● **Assignment**:
An exact copy is needed of the lines from the one that contains "pixel 592 726" through the final line of the data below, with pictures left out.

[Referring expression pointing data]
####
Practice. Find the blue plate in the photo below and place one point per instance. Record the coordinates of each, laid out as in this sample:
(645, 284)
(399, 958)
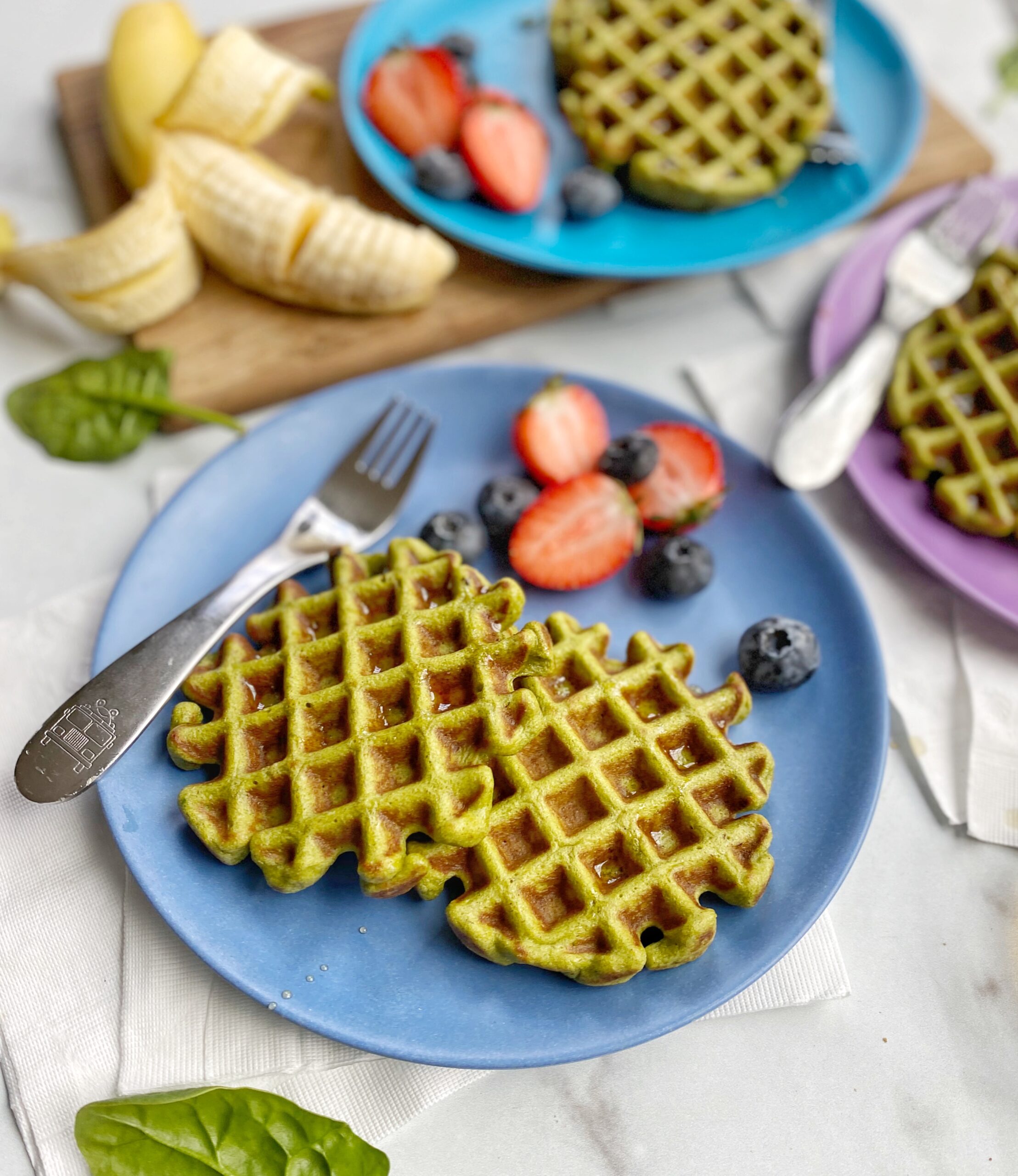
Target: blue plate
(877, 90)
(406, 987)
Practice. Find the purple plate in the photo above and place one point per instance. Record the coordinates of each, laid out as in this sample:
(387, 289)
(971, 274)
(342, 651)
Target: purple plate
(984, 570)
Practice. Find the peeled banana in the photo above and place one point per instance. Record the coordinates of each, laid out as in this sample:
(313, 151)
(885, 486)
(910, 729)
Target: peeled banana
(135, 268)
(242, 90)
(153, 51)
(272, 232)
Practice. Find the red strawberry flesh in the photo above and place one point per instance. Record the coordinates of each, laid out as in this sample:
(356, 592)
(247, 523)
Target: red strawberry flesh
(688, 482)
(576, 534)
(415, 97)
(561, 433)
(506, 148)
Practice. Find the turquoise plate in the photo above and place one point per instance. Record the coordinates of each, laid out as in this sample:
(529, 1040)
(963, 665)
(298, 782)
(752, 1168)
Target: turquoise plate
(878, 96)
(405, 986)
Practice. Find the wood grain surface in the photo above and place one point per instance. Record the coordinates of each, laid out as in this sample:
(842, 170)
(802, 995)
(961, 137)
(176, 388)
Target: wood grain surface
(236, 351)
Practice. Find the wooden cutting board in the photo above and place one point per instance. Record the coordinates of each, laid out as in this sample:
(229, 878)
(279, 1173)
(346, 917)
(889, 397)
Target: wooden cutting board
(236, 351)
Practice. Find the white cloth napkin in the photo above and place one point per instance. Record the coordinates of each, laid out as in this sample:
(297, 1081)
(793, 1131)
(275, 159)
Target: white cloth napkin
(99, 998)
(952, 672)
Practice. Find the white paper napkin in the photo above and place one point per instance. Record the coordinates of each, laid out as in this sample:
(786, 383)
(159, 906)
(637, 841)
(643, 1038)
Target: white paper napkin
(941, 675)
(99, 998)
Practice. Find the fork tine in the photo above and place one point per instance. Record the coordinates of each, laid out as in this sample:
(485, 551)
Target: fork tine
(404, 485)
(996, 232)
(414, 420)
(361, 447)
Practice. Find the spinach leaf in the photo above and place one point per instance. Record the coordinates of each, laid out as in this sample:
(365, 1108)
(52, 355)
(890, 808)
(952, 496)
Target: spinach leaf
(215, 1131)
(101, 410)
(1008, 77)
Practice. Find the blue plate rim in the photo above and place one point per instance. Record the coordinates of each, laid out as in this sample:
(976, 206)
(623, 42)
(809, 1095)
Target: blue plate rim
(477, 1059)
(370, 152)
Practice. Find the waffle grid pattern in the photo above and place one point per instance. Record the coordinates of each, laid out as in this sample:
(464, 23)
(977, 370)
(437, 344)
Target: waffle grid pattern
(712, 103)
(955, 400)
(614, 819)
(370, 713)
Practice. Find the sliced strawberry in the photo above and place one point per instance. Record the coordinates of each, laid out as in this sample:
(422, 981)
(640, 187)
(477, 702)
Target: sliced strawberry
(688, 482)
(561, 433)
(576, 534)
(506, 148)
(416, 97)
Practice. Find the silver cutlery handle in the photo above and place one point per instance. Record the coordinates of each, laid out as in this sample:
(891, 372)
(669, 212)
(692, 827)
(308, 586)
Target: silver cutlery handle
(819, 434)
(96, 726)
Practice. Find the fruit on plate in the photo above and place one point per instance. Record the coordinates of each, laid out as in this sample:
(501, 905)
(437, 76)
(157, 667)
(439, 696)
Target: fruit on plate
(153, 51)
(415, 97)
(444, 175)
(463, 49)
(779, 654)
(589, 193)
(630, 458)
(135, 268)
(575, 534)
(452, 531)
(561, 433)
(687, 486)
(501, 503)
(676, 568)
(506, 147)
(242, 91)
(274, 233)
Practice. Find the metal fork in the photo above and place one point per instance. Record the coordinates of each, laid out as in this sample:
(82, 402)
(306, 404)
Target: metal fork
(353, 509)
(835, 144)
(930, 267)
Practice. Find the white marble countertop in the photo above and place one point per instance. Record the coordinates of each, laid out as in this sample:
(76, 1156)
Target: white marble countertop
(916, 1072)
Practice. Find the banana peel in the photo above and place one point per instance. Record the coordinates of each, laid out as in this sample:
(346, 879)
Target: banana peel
(9, 239)
(179, 119)
(242, 91)
(154, 50)
(133, 270)
(274, 233)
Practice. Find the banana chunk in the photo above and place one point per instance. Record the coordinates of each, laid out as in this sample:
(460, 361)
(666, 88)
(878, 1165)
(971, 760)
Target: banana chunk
(133, 270)
(273, 232)
(242, 90)
(153, 51)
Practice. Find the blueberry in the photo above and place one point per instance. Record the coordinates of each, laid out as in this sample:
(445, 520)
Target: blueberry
(589, 193)
(461, 45)
(444, 175)
(630, 459)
(501, 503)
(779, 654)
(452, 531)
(677, 567)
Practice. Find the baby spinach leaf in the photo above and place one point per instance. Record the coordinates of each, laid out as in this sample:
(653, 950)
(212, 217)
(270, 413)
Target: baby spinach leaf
(101, 410)
(1007, 77)
(217, 1131)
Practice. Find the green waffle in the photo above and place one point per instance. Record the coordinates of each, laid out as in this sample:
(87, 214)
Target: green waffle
(370, 713)
(955, 400)
(710, 103)
(615, 818)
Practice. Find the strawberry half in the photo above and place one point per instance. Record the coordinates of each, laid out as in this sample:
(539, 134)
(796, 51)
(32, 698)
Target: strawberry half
(575, 536)
(561, 433)
(416, 97)
(506, 148)
(688, 482)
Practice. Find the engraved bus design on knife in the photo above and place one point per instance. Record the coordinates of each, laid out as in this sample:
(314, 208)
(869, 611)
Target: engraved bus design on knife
(84, 732)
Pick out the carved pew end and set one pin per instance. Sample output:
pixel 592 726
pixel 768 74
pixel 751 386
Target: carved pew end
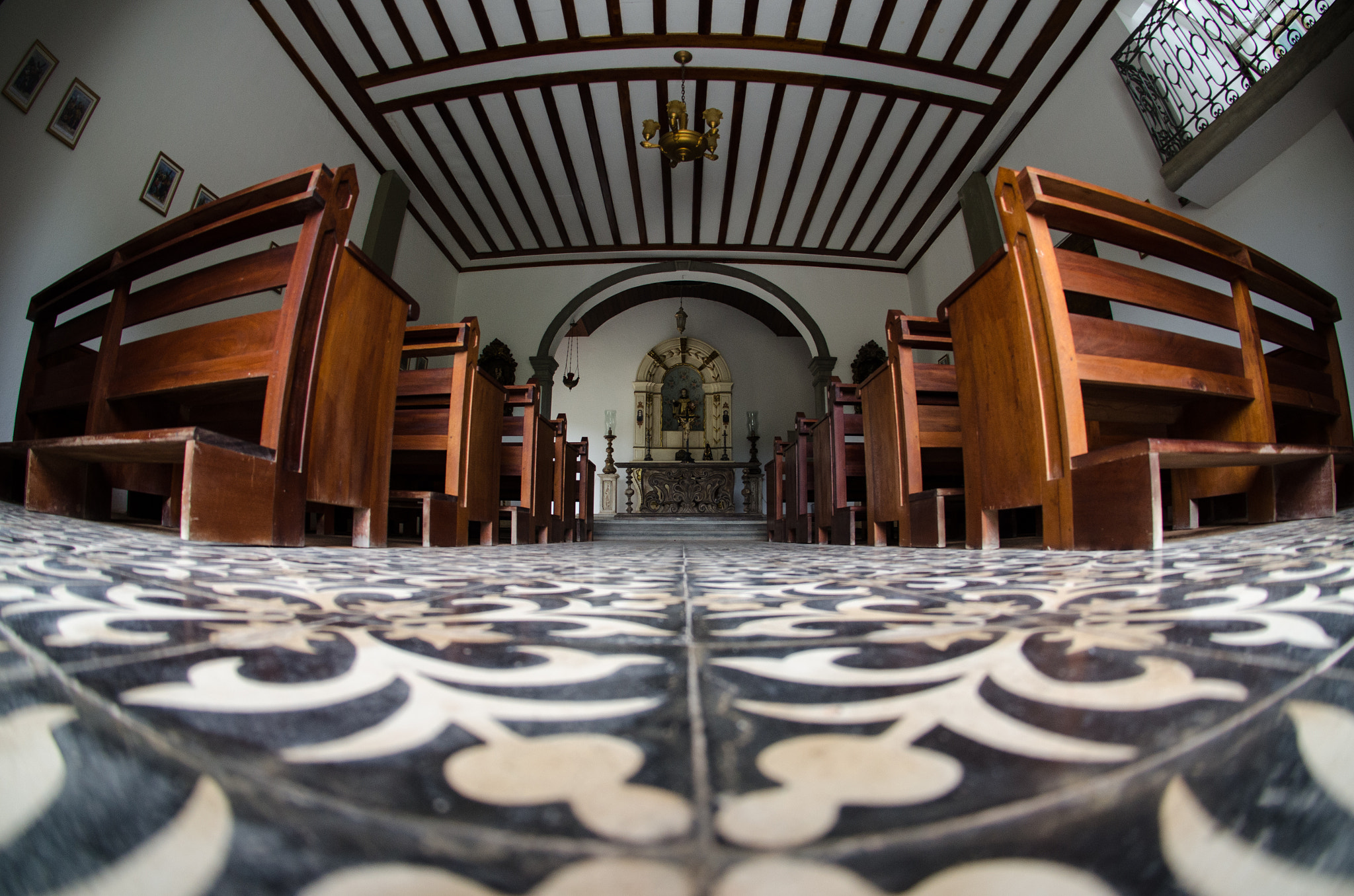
pixel 229 490
pixel 1117 492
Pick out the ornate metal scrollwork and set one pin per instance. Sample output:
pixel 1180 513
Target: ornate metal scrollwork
pixel 687 489
pixel 1189 60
####
● **Exercise response**:
pixel 592 726
pixel 768 74
pixel 751 386
Target: carved pew end
pixel 229 490
pixel 1117 492
Pick out the ornate metal scrollwork and set one pin per instance. Sample output:
pixel 1180 513
Target: ornate metal scrollwork
pixel 687 489
pixel 1189 60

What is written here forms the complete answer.